# TO DO:
Please set down exactly the lines from the one containing "If you could mark the green" through the last line of the records below, both included, with no pictures.

[Stored items from a collection]
----

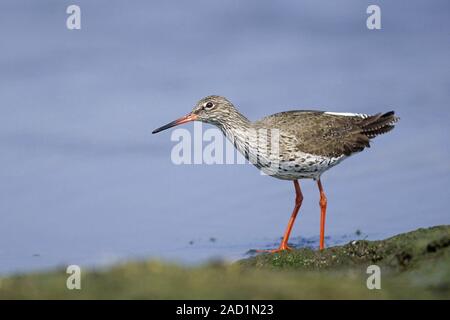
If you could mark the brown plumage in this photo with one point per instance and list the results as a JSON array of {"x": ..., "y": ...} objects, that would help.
[{"x": 310, "y": 142}]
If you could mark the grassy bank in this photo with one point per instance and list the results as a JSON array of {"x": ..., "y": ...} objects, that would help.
[{"x": 413, "y": 265}]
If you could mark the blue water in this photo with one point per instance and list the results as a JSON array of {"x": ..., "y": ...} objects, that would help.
[{"x": 83, "y": 181}]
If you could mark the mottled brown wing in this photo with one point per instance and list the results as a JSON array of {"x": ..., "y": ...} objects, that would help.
[{"x": 330, "y": 135}]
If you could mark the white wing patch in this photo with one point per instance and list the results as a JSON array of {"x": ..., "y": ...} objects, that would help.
[{"x": 348, "y": 114}]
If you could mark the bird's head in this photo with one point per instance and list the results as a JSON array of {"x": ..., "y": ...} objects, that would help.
[{"x": 211, "y": 109}]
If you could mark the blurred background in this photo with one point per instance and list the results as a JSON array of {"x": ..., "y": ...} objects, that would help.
[{"x": 83, "y": 181}]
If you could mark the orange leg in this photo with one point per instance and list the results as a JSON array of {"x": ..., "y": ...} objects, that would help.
[
  {"x": 323, "y": 212},
  {"x": 287, "y": 233}
]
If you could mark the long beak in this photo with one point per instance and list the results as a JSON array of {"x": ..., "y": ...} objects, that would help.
[{"x": 187, "y": 118}]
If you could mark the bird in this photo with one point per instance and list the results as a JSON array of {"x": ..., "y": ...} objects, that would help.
[{"x": 307, "y": 144}]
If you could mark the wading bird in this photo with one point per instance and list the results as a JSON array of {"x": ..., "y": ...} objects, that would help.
[{"x": 309, "y": 143}]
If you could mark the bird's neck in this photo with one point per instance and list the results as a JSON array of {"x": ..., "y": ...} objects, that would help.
[{"x": 241, "y": 133}]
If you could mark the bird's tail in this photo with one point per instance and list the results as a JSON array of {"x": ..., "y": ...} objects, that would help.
[{"x": 377, "y": 124}]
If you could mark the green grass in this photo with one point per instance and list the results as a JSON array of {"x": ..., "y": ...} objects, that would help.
[{"x": 413, "y": 265}]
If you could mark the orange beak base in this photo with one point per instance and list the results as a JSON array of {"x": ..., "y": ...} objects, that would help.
[{"x": 188, "y": 118}]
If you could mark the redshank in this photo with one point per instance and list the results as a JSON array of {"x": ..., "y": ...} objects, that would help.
[{"x": 309, "y": 143}]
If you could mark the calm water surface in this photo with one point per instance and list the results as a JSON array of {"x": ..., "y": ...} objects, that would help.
[{"x": 83, "y": 181}]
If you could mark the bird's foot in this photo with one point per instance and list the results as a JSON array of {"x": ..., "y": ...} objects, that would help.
[{"x": 281, "y": 248}]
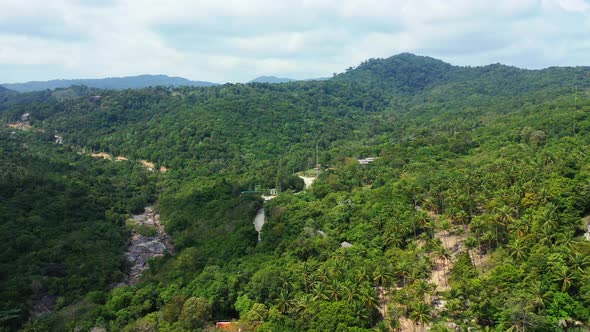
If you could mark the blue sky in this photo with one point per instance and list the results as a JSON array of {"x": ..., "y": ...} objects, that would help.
[{"x": 235, "y": 41}]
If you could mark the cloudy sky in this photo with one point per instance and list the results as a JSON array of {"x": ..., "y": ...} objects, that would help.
[{"x": 237, "y": 40}]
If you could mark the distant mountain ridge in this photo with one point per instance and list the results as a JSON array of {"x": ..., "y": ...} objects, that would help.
[
  {"x": 411, "y": 74},
  {"x": 115, "y": 83}
]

----

# REPLY:
If you could mark the green grass in this photo with one point per instance and list the results as a JSON array of {"x": ..., "y": ...} objects, that would help.
[{"x": 413, "y": 265}]
If you could mark the orange beak base in this photo with one point per instance and list the results as a JSON array of {"x": ..., "y": ...} objects, that would help.
[{"x": 188, "y": 118}]
If you could mark the redshank in this photo with one point per instance and list the results as a JSON array of {"x": ..., "y": ...} objects, that would help.
[{"x": 309, "y": 143}]
If you could mark the calm water surface in this photo with one point per instance and list the results as a JSON array of {"x": ..., "y": ...} objects, that would help.
[{"x": 83, "y": 181}]
If you could mark the bird's foot in this photo with one point per instance and list the results as a JSON array of {"x": ..., "y": ...} objects, that would help.
[{"x": 281, "y": 248}]
If you could mark the blue sky in this photo with one point per instance and list the results as a JSON array of {"x": ..., "y": ...} objects, that would help.
[{"x": 235, "y": 41}]
If you could mark the cloudy sky in this photo with one point per instance and list the results as a JSON array of {"x": ..., "y": ...} objects, that would help.
[{"x": 237, "y": 40}]
If you could mark the distant mountain ridge in this photo with one point per instance and list the results as a JSON array of {"x": ..., "y": ...} objects, that would help.
[
  {"x": 411, "y": 74},
  {"x": 115, "y": 83}
]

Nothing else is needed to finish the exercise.